(Stored records)

↓

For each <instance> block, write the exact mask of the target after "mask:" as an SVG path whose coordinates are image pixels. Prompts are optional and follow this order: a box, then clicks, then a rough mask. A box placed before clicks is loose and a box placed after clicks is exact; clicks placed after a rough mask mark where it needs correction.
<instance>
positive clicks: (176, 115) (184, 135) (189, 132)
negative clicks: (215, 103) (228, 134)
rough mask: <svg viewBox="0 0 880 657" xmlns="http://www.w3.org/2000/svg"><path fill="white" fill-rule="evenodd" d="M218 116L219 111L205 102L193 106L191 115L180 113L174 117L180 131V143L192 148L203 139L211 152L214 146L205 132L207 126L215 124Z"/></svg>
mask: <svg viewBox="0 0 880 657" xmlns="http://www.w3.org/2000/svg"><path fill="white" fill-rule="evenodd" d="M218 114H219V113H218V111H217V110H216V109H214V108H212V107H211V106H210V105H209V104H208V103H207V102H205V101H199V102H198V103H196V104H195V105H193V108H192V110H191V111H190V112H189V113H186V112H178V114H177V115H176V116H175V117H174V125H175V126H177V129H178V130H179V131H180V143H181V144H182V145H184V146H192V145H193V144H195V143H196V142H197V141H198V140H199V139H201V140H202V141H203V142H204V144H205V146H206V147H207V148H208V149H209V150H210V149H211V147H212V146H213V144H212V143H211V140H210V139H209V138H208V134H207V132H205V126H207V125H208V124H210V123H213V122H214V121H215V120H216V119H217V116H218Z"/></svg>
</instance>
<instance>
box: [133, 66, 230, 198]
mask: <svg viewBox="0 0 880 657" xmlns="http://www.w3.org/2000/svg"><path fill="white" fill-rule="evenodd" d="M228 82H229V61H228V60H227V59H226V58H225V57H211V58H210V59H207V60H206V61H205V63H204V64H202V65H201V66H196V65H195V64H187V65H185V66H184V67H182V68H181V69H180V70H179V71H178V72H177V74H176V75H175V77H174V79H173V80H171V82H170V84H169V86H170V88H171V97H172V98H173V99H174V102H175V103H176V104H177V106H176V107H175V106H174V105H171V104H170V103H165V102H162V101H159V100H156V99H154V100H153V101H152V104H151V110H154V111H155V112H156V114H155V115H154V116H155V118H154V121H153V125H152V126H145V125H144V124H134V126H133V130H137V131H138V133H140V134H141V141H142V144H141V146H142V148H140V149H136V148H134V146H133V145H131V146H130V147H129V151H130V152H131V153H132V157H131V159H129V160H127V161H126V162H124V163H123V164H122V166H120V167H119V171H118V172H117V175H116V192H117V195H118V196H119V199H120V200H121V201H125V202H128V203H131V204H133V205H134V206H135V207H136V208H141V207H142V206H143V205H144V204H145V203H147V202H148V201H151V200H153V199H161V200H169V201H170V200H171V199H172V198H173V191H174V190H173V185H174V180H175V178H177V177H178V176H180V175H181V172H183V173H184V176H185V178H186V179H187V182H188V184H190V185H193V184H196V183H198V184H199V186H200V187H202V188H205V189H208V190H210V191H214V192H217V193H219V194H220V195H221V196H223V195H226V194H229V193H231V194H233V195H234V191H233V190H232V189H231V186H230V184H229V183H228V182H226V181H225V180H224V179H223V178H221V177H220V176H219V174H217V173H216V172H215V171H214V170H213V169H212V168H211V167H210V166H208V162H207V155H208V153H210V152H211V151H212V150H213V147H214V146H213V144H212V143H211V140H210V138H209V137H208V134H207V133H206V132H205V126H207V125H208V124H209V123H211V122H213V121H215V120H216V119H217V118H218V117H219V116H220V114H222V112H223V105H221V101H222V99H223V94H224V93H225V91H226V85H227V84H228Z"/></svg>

↑

## What the task requires
Output the entries above word for word.

## Result of the exercise
For each <instance> block, write the exact mask of the target after "mask:" as an SVG path whose coordinates are image pixels. Prompts are optional and follow this order: a box, then clicks, then a rough mask. A box placed before clicks is loose and a box placed after clicks is exact; clicks placed after a rough mask mark where it needs correction.
<instance>
positive clicks: (176, 115) (184, 135) (189, 132)
negative clicks: (215, 103) (228, 134)
rough mask: <svg viewBox="0 0 880 657" xmlns="http://www.w3.org/2000/svg"><path fill="white" fill-rule="evenodd" d="M218 116L219 111L205 102L193 106L191 115L180 113L174 117L180 131V143L192 148L203 139L211 152L214 146L205 132L207 126L215 124Z"/></svg>
mask: <svg viewBox="0 0 880 657" xmlns="http://www.w3.org/2000/svg"><path fill="white" fill-rule="evenodd" d="M218 114H219V113H218V111H217V110H216V109H214V108H212V107H211V106H210V105H209V104H208V103H207V102H205V101H199V102H198V103H196V104H195V105H193V108H192V110H191V111H190V112H189V113H186V112H178V114H177V115H176V116H175V117H174V125H175V126H177V129H178V130H179V131H180V143H181V144H182V145H184V146H192V145H193V144H195V143H196V142H197V141H198V140H199V139H201V140H202V141H203V142H204V144H205V146H206V147H207V148H208V149H209V150H210V149H211V147H212V146H213V144H212V143H211V140H210V139H209V138H208V134H207V132H205V126H207V125H208V124H210V123H213V122H214V121H215V120H216V119H217V116H218Z"/></svg>
</instance>
<instance>
box: [133, 66, 230, 198]
mask: <svg viewBox="0 0 880 657" xmlns="http://www.w3.org/2000/svg"><path fill="white" fill-rule="evenodd" d="M228 82H229V61H228V60H227V59H226V58H225V57H211V58H210V59H207V60H206V61H205V63H204V64H202V65H201V66H196V65H195V64H187V65H185V66H184V67H182V68H181V69H180V70H179V71H178V72H177V74H176V75H175V77H174V79H173V80H171V82H170V84H169V86H170V88H171V97H172V98H173V99H174V102H175V103H176V104H177V106H176V107H175V106H174V105H171V104H170V103H165V102H162V101H159V100H156V99H154V100H153V101H152V104H151V110H154V111H155V112H156V114H155V115H154V116H155V118H154V121H153V125H152V126H145V125H144V124H134V126H133V130H137V131H138V133H140V134H141V141H142V144H141V146H142V148H140V149H136V148H134V146H133V145H131V146H130V147H129V151H130V152H131V153H132V157H131V159H129V160H127V161H126V162H124V163H123V164H122V166H120V167H119V171H118V172H117V175H116V192H117V195H118V196H119V199H120V200H121V201H125V202H128V203H131V204H133V205H134V206H135V207H136V208H141V207H142V206H143V205H144V204H145V203H147V202H148V201H151V200H153V199H161V200H169V201H170V200H171V199H172V198H173V191H174V190H173V185H174V180H175V178H177V177H178V176H180V175H181V172H183V173H184V176H185V178H186V179H187V182H188V184H190V185H193V184H196V183H198V184H199V186H200V187H202V188H205V189H208V190H210V191H214V192H217V193H219V194H220V195H221V196H223V195H226V194H229V193H231V194H233V195H234V191H233V190H232V189H231V186H230V184H229V183H228V182H226V181H225V180H224V179H223V178H221V177H220V176H219V174H217V173H216V172H215V171H214V170H213V169H212V168H211V167H210V166H208V162H207V155H208V153H210V152H211V151H212V150H213V147H214V146H213V144H212V143H211V140H210V138H209V137H208V134H207V133H206V132H205V126H207V125H208V124H209V123H211V122H213V121H215V120H216V119H217V118H218V117H219V116H220V114H222V112H223V105H221V101H222V99H223V94H224V93H225V91H226V85H227V84H228Z"/></svg>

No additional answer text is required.